= ACTIVITIES =
1/ Answer these questions using the article on getting pregnant while on the Pill:
(a) Which Pill does the article call the single most important one you'll take all month?
(b) How effective is the Pill when taken every day?
(c) What percent of takers did researchers find were missing three or more Pills a month?
2/ Edit the article on getting pregnant while on the Pill: reproduce the section starting with "Marie Claire cites" and going on through "Mary Jane Minkin.", with "researchers" changed to "scientists".
3/ Pick up the article on getting pregnant while on the Pill where it stops, and continue it.

= TEXT UNDER STUDY =

--------------------------------------------------

Pregnant on the Pill? 3 Things That Do It

Marie Claire cites important information you need to know about birth control pills.

1. Missing the first Pill in the pack. This is the single most important Pill you'll take all month. Miss it, and your body may start ovulating, and the Pill won't be effective.

2. Missing more than one Pill. The Pill is 98 to 99 percent effective if you take it every day. But when researchers put computer chips into women's Pill packs, they found that 54 percent of takers were missing three or more Pills a month. That's a big deal. "If you skip one, you aren't going to get pregnant. If you skip more than one, particularly with an ultralow dose, you might," says Yale's Dr. Mary Jane Minkin.

--------------------------------------------------

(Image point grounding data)
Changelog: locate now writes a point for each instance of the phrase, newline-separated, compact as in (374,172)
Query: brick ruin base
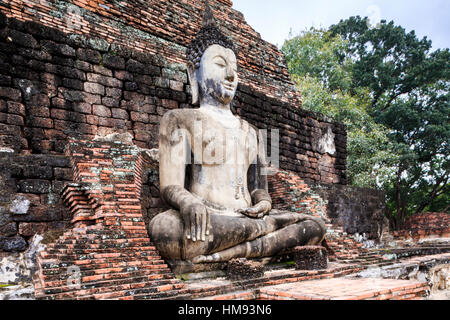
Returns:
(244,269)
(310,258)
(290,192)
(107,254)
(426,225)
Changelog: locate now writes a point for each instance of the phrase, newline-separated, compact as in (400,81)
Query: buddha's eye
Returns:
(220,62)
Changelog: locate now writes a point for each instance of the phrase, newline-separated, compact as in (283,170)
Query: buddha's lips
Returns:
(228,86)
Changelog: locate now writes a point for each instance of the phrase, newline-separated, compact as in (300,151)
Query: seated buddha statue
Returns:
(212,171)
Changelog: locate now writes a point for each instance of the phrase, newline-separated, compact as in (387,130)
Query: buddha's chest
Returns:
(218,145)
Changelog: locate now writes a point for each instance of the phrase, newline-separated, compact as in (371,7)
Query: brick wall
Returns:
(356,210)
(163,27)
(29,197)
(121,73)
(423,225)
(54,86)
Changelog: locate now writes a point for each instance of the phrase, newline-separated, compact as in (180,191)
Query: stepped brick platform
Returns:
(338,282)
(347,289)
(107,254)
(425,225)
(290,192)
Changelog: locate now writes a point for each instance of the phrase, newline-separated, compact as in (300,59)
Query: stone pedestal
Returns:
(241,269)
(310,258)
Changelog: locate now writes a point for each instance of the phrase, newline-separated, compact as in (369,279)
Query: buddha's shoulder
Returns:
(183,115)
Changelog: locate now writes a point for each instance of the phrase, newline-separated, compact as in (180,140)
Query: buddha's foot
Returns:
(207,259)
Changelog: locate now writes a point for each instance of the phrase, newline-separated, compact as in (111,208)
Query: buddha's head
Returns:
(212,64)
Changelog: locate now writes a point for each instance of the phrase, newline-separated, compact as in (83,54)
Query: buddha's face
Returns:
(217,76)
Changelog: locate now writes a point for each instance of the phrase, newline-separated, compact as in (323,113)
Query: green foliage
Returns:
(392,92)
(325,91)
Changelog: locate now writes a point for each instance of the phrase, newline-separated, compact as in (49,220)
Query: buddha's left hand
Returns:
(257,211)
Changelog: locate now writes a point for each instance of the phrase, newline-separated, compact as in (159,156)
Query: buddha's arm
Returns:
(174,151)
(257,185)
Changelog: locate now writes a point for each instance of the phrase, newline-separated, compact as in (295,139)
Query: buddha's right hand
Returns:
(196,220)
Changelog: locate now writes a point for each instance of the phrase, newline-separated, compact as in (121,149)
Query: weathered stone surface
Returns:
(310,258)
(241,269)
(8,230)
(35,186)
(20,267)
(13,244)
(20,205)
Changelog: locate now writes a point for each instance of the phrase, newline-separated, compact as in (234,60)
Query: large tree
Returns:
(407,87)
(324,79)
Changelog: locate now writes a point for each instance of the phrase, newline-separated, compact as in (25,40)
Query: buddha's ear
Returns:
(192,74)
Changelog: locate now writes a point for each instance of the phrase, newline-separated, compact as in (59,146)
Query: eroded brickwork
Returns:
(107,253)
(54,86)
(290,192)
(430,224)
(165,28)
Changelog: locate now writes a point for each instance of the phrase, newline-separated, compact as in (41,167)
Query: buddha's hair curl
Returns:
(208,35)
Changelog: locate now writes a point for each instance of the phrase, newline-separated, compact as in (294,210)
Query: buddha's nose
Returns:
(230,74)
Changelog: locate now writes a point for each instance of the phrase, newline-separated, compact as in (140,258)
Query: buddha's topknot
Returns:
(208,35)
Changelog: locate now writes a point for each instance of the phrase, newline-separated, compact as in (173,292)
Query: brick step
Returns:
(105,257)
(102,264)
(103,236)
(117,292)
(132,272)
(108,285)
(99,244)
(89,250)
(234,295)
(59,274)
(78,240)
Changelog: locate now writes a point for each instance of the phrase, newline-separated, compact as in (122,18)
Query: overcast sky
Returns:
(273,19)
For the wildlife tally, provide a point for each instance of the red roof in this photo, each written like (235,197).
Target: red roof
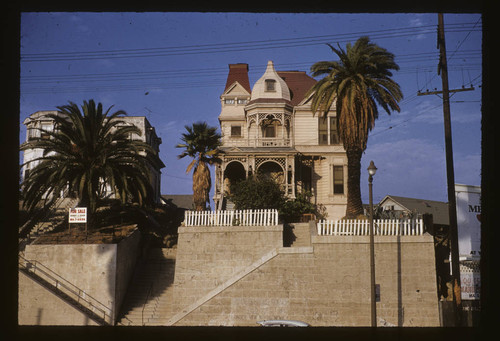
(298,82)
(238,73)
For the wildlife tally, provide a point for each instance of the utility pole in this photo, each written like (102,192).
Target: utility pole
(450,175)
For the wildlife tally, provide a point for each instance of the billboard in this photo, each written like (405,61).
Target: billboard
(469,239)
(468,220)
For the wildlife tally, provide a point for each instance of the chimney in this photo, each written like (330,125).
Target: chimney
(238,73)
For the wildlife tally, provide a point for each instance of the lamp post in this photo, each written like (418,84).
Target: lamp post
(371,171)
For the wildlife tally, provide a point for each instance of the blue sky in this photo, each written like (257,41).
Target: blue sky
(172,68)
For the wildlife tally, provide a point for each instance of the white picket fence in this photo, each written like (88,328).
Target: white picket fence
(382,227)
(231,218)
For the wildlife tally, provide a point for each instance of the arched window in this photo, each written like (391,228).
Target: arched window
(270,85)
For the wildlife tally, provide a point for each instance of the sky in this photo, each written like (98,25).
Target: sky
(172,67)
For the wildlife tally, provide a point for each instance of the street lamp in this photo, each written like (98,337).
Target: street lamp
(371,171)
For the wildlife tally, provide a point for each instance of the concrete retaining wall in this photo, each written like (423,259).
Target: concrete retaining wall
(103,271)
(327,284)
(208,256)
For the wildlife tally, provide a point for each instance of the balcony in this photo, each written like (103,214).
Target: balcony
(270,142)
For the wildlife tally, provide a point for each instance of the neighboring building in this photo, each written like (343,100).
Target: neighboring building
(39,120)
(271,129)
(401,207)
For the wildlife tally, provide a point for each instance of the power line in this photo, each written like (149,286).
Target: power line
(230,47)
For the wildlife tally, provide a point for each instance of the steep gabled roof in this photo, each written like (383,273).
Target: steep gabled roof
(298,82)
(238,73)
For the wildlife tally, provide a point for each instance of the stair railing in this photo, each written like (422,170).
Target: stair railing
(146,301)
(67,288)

--------------------------------------------------

= RESULTS IN ORDER =
1/
(a) The first Pill in the pack.
(b) 98 to 99 percent effective.
(c) 54 percent.

2/
Marie Claire cites important information you need to know about birth control pills.

1. Missing the first Pill in the pack. This is the single most important Pill you'll take all month. Miss it, and your body may start ovulating, and the Pill won't be effective.

2. Missing more than one Pill. The Pill is 98 to 99 percent effective if you take it every day. But when scientists put computer chips into women's Pill packs, they found that 54 percent of takers were missing three or more Pills a month. That's a big deal. "If you skip one, you aren't going to get pregnant. If you skip more than one, particularly with an ultralow dose, you might," says Yale's Dr. Mary Jane Minkin.

3/
3. Being sick. If vomiting prevents you from keeping the Pill down for more than two days, you're in danger of getting pregnant. When this happens, says Dr. Michelle Isley, clinical instructor of OB/GYN at Oregon Health & Science University, the trick women don't know — one that's been confirmed by a new study in the journal Contraceptive Technology — is that they can take their Pill vaginally during those sick days (just insert it like a tampon).

If your illness requires antibiotics, know that only two types — Griseofulvin and Rifampin — have been shown to decrease the Pill's effectiveness, says Isley. "More commonly prescribed antibiotics have not been shown to affect contraceptive hormone levels," she says.